TASK ITEM: If a record contains a picture, skip the picture and transcribe the rest exactly.

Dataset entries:
☆ ☆ ☆ ☆ ☆ ☆ ☆

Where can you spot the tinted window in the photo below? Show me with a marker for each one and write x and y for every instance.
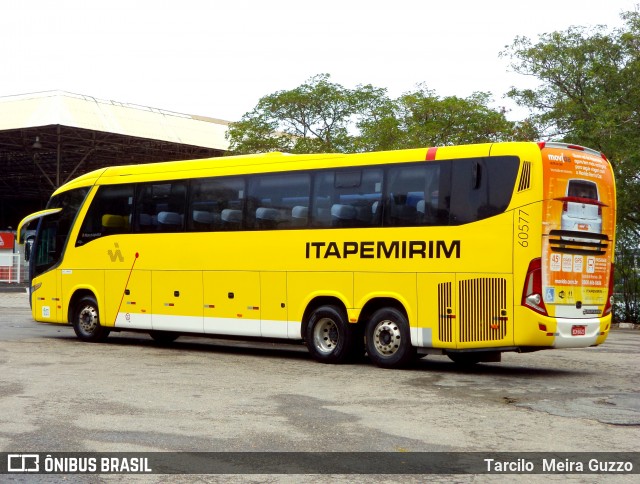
(347, 198)
(481, 187)
(418, 194)
(53, 230)
(160, 207)
(278, 201)
(217, 204)
(109, 213)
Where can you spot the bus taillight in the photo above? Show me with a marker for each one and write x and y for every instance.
(609, 304)
(532, 293)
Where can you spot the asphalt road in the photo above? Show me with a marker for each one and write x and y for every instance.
(132, 394)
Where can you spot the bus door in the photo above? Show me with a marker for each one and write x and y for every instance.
(232, 302)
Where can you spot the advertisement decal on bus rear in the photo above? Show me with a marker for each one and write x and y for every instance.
(578, 225)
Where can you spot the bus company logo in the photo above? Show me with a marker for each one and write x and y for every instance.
(115, 255)
(23, 463)
(561, 158)
(397, 249)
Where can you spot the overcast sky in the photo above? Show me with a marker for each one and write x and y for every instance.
(217, 58)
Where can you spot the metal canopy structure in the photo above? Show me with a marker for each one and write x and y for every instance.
(48, 138)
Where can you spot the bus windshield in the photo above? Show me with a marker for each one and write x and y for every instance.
(54, 229)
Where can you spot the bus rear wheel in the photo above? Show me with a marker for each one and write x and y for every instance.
(389, 339)
(86, 321)
(329, 336)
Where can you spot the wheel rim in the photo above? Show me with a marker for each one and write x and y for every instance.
(325, 335)
(387, 338)
(88, 319)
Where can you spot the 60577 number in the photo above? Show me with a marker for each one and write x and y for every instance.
(523, 228)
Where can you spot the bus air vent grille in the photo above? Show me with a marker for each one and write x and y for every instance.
(525, 176)
(481, 304)
(444, 309)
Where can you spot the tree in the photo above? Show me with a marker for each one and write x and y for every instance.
(422, 118)
(318, 116)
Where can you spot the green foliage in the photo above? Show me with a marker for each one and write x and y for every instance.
(317, 116)
(421, 118)
(321, 116)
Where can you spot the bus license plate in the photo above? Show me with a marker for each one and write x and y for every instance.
(578, 330)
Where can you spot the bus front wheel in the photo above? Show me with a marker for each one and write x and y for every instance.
(389, 339)
(86, 321)
(329, 336)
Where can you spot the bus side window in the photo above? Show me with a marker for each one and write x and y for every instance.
(481, 187)
(160, 207)
(109, 213)
(216, 204)
(272, 198)
(414, 196)
(347, 198)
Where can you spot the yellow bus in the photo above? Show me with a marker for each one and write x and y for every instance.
(467, 251)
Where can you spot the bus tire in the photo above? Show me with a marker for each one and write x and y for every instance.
(86, 321)
(164, 337)
(329, 336)
(388, 339)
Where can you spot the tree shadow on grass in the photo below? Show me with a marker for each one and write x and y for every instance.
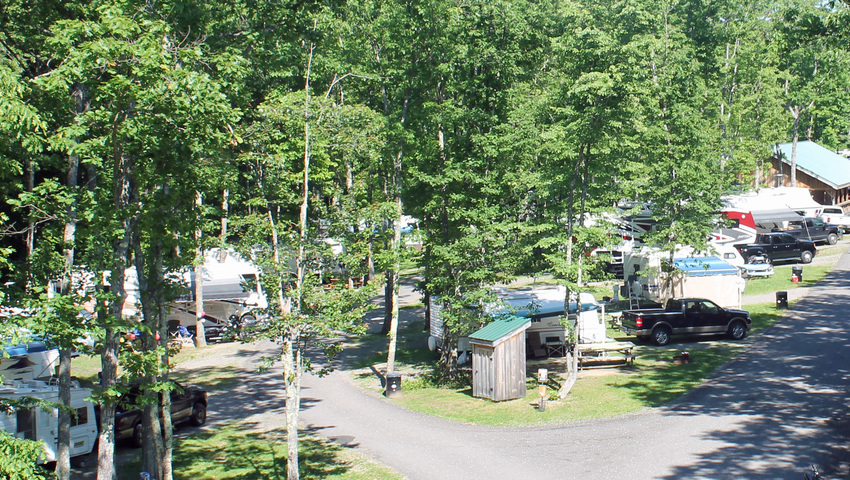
(789, 395)
(235, 451)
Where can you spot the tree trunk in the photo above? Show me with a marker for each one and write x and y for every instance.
(795, 136)
(150, 277)
(63, 447)
(292, 367)
(122, 168)
(225, 209)
(396, 249)
(63, 437)
(200, 334)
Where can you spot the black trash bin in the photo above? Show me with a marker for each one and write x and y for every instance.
(781, 299)
(393, 385)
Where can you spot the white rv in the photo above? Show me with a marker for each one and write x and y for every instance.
(28, 361)
(545, 307)
(37, 423)
(231, 290)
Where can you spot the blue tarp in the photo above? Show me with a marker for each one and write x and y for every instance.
(704, 266)
(24, 348)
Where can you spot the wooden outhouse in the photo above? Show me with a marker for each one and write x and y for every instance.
(498, 359)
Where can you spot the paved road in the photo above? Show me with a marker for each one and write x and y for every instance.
(779, 407)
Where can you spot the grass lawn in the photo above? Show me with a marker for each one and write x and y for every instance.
(231, 451)
(651, 381)
(826, 259)
(228, 452)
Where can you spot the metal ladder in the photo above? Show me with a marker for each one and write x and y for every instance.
(634, 302)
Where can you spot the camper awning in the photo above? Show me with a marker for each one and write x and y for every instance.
(499, 329)
(704, 266)
(776, 217)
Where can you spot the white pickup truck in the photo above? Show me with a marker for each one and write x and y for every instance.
(836, 216)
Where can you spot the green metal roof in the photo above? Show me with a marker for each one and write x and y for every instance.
(819, 162)
(500, 328)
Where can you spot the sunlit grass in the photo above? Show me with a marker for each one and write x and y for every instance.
(651, 381)
(231, 451)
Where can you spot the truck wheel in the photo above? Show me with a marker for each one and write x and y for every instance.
(661, 336)
(832, 239)
(737, 330)
(199, 414)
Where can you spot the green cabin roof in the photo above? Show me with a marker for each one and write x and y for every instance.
(500, 328)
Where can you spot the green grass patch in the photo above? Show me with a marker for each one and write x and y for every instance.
(230, 452)
(825, 261)
(213, 377)
(653, 380)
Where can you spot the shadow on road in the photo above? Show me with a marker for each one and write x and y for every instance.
(791, 387)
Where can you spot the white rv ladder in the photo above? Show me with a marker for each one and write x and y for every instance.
(634, 302)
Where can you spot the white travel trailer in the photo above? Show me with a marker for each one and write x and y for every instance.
(545, 307)
(691, 275)
(231, 289)
(28, 361)
(38, 423)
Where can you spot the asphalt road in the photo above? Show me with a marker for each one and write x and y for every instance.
(769, 414)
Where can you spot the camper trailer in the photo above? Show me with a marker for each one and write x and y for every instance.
(231, 292)
(39, 423)
(28, 361)
(690, 275)
(545, 306)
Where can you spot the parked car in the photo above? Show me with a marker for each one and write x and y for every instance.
(837, 217)
(188, 404)
(685, 316)
(778, 247)
(816, 230)
(756, 266)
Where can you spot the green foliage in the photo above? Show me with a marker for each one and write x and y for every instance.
(20, 457)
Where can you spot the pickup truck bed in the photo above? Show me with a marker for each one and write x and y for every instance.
(685, 316)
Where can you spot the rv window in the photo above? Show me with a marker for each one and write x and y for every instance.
(249, 280)
(26, 423)
(81, 418)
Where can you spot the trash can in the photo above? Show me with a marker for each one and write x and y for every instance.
(393, 385)
(781, 299)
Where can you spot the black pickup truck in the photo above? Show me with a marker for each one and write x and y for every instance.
(777, 247)
(188, 404)
(685, 316)
(816, 230)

☆ ☆ ☆ ☆ ☆ ☆ ☆

RESPONSE TO THE EXERCISE:
Where can you spot the tinted window in the photo below? Show me with a marker for each one and write x and y for every instance.
(347, 198)
(481, 187)
(418, 194)
(53, 230)
(160, 207)
(278, 201)
(217, 204)
(109, 213)
Where can you spot the bus taillight in the photo above? Show me with a marker for each one and write x and y for every instance.
(609, 304)
(532, 293)
Where can you spot the asphalt road in the photo above? Show me with a marker for each one and write x and y for every instance.
(132, 394)
Where can you spot the bus door in the photo above? Show me with a marker for each one and write x and y for every instance.
(232, 302)
Where can you spot the advertisement decal on bus rear in the photo above? Show me with a marker for each one and write x and y for every instance.
(578, 225)
Where can you spot the bus company logo in the photo above? Show me with a marker for each one and write x and y for every instance.
(115, 255)
(23, 463)
(561, 158)
(397, 249)
Where can you spot the overcast sky in the photo above? Show me with a marker for each one and write x and y for every instance.
(217, 58)
Where can you spot the metal canopy structure in the photo above? Show me with a marker for each one and write x and y for every instance.
(48, 138)
Where can you spot the bus windshield in the photo above? Show me with a marker for each one and write x and y for every instance.
(54, 229)
Where can you spot the bus rear wheel in the photo above? Show me with a marker for each one and write x and y for every instance.
(389, 339)
(86, 321)
(329, 336)
Where can you spot the wheel rim in the photo above? Show me with a marker for each one and write x and y for every instance.
(325, 335)
(387, 338)
(88, 319)
Where can you spot the 60577 number in the photo above? Show me with a marker for each one and write x and y for every instance.
(523, 228)
Where can you spot the bus air vent grille in the photo above? Show me with a marker for each one and write x and y for every instance.
(525, 176)
(481, 304)
(444, 309)
Where can you spot the tree in the photo above? Show me with a marker for each one and write x and y for every instance.
(422, 118)
(318, 116)
Where can you spot the green foliage in the photo above? Show me with a marker for each one and write x and y for every instance.
(317, 116)
(421, 118)
(321, 116)
Where can you spot the bus license plate in the photo above? Show me with a marker for each one and write x and y for every instance.
(578, 330)
Where can you spot the bus front wheel in the photo above? Show me with a marker for each one and write x and y for every instance.
(389, 339)
(86, 321)
(329, 336)
Where can you spot the bus side window in the photo above? Show me with a marker for each one and write x and y for every instance.
(481, 187)
(160, 207)
(109, 213)
(216, 204)
(272, 198)
(414, 196)
(347, 198)
Where can you spot the yellow bus in the photo above? Show me with a marker for each one and write x and y for every instance.
(467, 251)
Where can you spot the bus tire in the photo above? Show me with a marker for each one and write x and y for every instance.
(86, 321)
(164, 337)
(329, 336)
(388, 339)
Where can you spot the tree shadow on grass in the photo below? Show me with a marker for each one and write x and y for every instance.
(789, 395)
(235, 451)
Where can you spot the tree trunk in the photo above? Show me with a marker for each one and write x and y for every instance.
(795, 136)
(150, 277)
(63, 447)
(292, 367)
(122, 168)
(225, 209)
(396, 249)
(63, 437)
(200, 334)
Where can you spot the black trash bin in the photo above? Show me with a marker for each one and write x and y for every instance.
(781, 299)
(393, 385)
Where can you spot the white rv in the photo above? Show me with a marker for each one and write x and y for every instance.
(28, 361)
(545, 307)
(37, 423)
(231, 290)
Where can you spot the blue tarp in the photo above? Show me with a marker for each one and write x and y for every instance.
(704, 266)
(24, 348)
Where can you spot the wooden outhouse in the photo above? Show me with a marker for each one and write x and y for every instance.
(498, 359)
Where can you spot the paved road in the photo above? Show me with a marker for each one and write x and y for every instance.
(779, 407)
Where can you spot the grass lawn in the photo above? Show me with a marker for each one and write x and y for every instance.
(231, 451)
(651, 381)
(826, 259)
(228, 452)
Where can you spot the metal ladder in the photo above? Show me with a marker for each one and write x and y for every instance.
(634, 302)
Where can you spot the camper awning in the photo above? Show me with a marker for each one and write x and y for every instance.
(499, 329)
(704, 266)
(776, 217)
Where can you spot the white pickup truck in the photo above? Show me with a marker for each one and write x and y for every instance.
(836, 216)
Where can you spot the green metal roof in the photo above? Show me with a marker for each one and write x and y for every instance.
(819, 162)
(500, 328)
Where can you spot the sunlit grass in the photo above? Show me with a marker for each one and write x and y for every instance.
(651, 381)
(231, 451)
Where can you spot the truck wheel in the photo above? Show me with a marker for each one and write x and y for every instance.
(661, 336)
(832, 239)
(737, 330)
(199, 414)
Where can you spot the green cabin roof in the photo above? Show me with a marker for each one and write x and y for every instance.
(500, 328)
Where can you spot the green grass patch in the photo above? Show me with a marker for each one and write x and y for every instance.
(230, 452)
(825, 261)
(213, 377)
(653, 380)
Where can you spot the shadow on road in the photo above? Show me with a marker for each one and write x and y for every instance.
(791, 387)
Where can you spot the white rv ladder in the photo above? Show me with a marker for each one and write x and y for every instance.
(634, 302)
Where can you spot the white travel trailer in the photo above? Show me with a marker for each one and write x and y for every instance.
(545, 307)
(691, 275)
(231, 289)
(28, 361)
(38, 423)
Where can you spot the asphalt road in the photo above? Show me with a marker for each one and write x and y for every instance.
(769, 414)
Where can you spot the camper trailer in the photo above? Show me with a marker for each one and write x and y for every instance.
(231, 292)
(39, 423)
(28, 361)
(690, 275)
(545, 306)
Where can you spot the parked car in the photo above? Show me with a marker for each one and write x and y for every instance.
(837, 217)
(188, 404)
(685, 316)
(778, 247)
(816, 230)
(756, 266)
Where can you spot the green foliage in the photo above? Show me with a marker for each one and write x and y for every instance.
(20, 457)
Where can you spot the pickup truck bed in the photo above? Show me with a marker for each one and write x and y for every instance.
(685, 316)
Where can you spot the rv window in the photo above? Show me with a marker for each one and write x and y for every instance.
(249, 280)
(26, 423)
(81, 418)
Where can you spot the trash can in the photo above? Show me with a marker for each one and write x and y for every instance.
(393, 385)
(781, 299)
Where can you spot the black pickup truck in the photo above? Show me with a marker for each one and write x and y for every instance.
(777, 247)
(188, 404)
(685, 316)
(816, 230)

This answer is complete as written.